**Listed entries**
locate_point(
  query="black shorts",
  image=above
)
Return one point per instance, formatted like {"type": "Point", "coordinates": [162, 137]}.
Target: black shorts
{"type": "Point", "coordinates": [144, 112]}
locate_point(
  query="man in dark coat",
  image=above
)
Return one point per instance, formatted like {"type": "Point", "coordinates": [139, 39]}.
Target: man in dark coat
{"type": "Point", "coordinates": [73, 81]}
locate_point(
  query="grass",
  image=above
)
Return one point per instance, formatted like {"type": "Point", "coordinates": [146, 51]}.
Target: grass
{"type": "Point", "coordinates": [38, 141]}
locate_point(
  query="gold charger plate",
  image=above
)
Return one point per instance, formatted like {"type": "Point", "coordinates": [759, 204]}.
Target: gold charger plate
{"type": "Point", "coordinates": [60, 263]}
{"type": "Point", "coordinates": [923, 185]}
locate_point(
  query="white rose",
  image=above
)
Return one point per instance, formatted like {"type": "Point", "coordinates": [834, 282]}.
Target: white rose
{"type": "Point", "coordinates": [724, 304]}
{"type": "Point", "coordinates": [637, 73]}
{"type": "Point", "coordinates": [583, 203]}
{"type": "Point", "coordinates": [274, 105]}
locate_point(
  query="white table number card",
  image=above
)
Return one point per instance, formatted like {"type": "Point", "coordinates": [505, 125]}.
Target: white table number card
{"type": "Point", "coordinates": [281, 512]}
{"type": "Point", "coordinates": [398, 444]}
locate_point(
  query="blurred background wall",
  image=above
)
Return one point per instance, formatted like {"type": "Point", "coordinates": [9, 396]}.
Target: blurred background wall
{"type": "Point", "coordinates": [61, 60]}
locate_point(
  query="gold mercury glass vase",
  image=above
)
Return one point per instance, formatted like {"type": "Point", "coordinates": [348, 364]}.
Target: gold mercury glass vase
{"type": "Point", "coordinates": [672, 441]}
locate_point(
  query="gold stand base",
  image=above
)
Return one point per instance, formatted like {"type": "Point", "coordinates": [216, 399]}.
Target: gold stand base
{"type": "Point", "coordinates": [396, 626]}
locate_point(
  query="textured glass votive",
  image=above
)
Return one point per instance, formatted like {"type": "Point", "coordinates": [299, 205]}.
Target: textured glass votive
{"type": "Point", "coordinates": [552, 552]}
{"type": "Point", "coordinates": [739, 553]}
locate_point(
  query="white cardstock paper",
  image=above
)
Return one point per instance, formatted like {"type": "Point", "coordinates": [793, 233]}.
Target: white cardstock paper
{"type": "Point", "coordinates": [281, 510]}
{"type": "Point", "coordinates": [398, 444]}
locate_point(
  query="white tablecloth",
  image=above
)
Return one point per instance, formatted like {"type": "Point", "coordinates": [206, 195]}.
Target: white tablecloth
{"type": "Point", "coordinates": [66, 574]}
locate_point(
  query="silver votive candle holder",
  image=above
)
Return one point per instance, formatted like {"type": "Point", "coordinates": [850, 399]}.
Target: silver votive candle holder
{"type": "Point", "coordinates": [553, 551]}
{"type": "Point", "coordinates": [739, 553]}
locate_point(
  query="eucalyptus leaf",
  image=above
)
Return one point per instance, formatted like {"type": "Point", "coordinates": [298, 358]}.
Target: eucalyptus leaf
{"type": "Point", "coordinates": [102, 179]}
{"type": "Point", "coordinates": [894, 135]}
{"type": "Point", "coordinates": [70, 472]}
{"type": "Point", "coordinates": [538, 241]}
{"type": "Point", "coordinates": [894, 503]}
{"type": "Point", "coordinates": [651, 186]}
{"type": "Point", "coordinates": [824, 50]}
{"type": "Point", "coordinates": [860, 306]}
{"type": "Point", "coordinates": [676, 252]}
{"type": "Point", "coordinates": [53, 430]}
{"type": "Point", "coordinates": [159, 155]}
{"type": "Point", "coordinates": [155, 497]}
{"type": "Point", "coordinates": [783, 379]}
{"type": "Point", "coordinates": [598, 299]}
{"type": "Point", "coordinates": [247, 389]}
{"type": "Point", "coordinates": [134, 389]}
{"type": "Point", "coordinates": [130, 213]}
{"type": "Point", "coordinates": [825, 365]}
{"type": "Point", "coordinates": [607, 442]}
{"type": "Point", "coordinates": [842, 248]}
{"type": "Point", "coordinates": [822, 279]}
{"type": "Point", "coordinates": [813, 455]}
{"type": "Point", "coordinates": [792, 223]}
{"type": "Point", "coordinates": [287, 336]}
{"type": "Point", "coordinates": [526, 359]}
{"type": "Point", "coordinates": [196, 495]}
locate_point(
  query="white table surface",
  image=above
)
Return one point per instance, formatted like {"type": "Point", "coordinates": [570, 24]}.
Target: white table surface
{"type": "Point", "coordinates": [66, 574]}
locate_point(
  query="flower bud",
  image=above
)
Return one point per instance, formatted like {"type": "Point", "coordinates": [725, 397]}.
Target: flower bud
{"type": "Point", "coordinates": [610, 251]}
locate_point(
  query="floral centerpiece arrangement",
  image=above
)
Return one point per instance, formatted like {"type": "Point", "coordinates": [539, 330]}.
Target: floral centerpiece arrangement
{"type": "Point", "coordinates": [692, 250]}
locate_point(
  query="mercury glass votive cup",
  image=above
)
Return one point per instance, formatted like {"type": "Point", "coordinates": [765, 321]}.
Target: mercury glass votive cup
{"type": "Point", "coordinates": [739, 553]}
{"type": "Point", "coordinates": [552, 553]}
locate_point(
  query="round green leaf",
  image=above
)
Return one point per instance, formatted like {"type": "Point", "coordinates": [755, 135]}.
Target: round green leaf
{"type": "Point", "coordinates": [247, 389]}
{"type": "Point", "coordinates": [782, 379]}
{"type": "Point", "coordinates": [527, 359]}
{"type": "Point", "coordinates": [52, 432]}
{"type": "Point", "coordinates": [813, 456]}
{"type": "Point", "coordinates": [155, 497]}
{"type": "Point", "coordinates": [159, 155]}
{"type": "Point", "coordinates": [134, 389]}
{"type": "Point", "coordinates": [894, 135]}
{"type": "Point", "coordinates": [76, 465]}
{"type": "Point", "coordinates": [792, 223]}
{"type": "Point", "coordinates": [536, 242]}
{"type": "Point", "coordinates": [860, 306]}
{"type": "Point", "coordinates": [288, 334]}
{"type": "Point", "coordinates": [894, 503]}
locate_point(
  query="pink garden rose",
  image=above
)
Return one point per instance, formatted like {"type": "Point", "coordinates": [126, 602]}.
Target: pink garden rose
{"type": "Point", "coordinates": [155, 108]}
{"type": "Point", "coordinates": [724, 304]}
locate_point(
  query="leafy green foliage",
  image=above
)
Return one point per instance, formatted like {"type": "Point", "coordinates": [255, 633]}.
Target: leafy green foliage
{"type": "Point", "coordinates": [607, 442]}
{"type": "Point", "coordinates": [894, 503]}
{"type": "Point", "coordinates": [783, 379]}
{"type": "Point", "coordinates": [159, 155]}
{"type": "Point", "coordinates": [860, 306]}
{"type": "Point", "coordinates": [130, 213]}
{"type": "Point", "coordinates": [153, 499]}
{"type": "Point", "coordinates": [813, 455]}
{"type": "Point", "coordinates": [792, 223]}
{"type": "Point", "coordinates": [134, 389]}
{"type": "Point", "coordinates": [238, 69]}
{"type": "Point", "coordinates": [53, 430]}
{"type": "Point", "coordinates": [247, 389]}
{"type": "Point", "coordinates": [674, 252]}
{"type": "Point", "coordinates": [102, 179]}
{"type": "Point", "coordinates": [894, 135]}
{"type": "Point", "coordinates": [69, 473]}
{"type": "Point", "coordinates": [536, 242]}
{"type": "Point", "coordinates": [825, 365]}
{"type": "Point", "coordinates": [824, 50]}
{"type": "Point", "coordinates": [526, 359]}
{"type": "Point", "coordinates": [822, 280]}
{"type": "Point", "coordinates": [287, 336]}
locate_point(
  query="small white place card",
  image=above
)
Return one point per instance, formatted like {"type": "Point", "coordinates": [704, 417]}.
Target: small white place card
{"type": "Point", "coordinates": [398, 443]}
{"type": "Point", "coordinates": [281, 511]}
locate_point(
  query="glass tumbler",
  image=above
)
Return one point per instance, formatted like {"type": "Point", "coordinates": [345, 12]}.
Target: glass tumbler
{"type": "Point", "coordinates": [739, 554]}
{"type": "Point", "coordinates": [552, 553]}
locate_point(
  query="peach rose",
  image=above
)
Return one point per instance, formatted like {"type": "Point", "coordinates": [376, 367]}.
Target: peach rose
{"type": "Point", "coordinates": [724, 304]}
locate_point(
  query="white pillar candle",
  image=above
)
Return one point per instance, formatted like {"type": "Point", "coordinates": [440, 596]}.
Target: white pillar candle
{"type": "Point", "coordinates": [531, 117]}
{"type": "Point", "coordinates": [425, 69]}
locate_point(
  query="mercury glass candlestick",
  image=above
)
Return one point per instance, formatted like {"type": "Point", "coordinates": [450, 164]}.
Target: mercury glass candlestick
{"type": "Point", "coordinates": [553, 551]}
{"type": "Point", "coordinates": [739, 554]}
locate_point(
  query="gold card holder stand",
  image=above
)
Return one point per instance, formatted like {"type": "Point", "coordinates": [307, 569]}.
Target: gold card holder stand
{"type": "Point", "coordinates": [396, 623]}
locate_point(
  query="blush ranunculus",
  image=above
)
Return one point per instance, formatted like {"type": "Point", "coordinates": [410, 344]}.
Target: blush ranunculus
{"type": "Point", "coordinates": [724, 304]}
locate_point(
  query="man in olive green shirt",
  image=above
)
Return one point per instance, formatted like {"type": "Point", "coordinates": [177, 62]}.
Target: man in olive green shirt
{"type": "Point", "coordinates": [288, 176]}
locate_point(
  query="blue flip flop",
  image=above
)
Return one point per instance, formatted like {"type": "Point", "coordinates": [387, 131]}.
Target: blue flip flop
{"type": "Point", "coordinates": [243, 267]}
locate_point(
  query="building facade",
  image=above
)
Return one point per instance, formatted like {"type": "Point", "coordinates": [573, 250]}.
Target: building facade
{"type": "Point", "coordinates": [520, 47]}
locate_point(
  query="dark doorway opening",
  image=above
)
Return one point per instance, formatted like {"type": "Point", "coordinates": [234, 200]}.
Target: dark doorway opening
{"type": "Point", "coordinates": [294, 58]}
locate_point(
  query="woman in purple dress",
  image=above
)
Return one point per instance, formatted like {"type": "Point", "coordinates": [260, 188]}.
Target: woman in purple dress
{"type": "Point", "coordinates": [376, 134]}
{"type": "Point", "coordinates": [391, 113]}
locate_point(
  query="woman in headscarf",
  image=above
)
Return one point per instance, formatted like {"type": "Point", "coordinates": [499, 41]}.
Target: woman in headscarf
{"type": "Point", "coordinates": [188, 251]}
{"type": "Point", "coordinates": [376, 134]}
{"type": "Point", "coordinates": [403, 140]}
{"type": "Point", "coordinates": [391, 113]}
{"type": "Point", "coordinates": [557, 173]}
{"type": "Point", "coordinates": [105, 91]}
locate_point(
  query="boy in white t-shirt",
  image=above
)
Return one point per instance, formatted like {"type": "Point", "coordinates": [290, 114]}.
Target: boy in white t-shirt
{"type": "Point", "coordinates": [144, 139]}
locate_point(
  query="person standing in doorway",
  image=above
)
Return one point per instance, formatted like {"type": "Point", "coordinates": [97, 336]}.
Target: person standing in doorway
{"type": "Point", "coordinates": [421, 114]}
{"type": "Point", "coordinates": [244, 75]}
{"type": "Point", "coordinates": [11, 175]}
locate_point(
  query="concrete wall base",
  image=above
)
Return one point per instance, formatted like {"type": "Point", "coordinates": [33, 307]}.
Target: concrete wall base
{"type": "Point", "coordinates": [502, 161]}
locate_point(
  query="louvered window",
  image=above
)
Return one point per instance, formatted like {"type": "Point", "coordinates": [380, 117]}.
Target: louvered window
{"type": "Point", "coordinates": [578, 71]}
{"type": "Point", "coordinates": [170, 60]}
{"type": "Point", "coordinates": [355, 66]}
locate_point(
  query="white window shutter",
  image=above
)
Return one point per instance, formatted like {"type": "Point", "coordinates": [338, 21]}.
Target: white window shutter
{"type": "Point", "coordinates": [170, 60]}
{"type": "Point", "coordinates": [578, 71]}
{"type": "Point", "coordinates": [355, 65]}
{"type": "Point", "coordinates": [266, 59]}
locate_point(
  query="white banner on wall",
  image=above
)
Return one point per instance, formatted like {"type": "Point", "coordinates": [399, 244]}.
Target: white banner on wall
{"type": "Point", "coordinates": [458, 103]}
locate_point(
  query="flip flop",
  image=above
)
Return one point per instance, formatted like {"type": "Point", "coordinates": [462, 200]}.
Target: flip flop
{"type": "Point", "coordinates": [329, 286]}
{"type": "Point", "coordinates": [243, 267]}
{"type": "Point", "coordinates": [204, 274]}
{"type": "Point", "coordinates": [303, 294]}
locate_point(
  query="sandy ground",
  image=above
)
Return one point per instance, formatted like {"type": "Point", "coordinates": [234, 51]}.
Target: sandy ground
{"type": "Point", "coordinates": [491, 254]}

**Task**
Tally the lines of the listing that contain the string "blue", treating uppercase and lowercase as different, and give only the number.

**Answer to the task**
2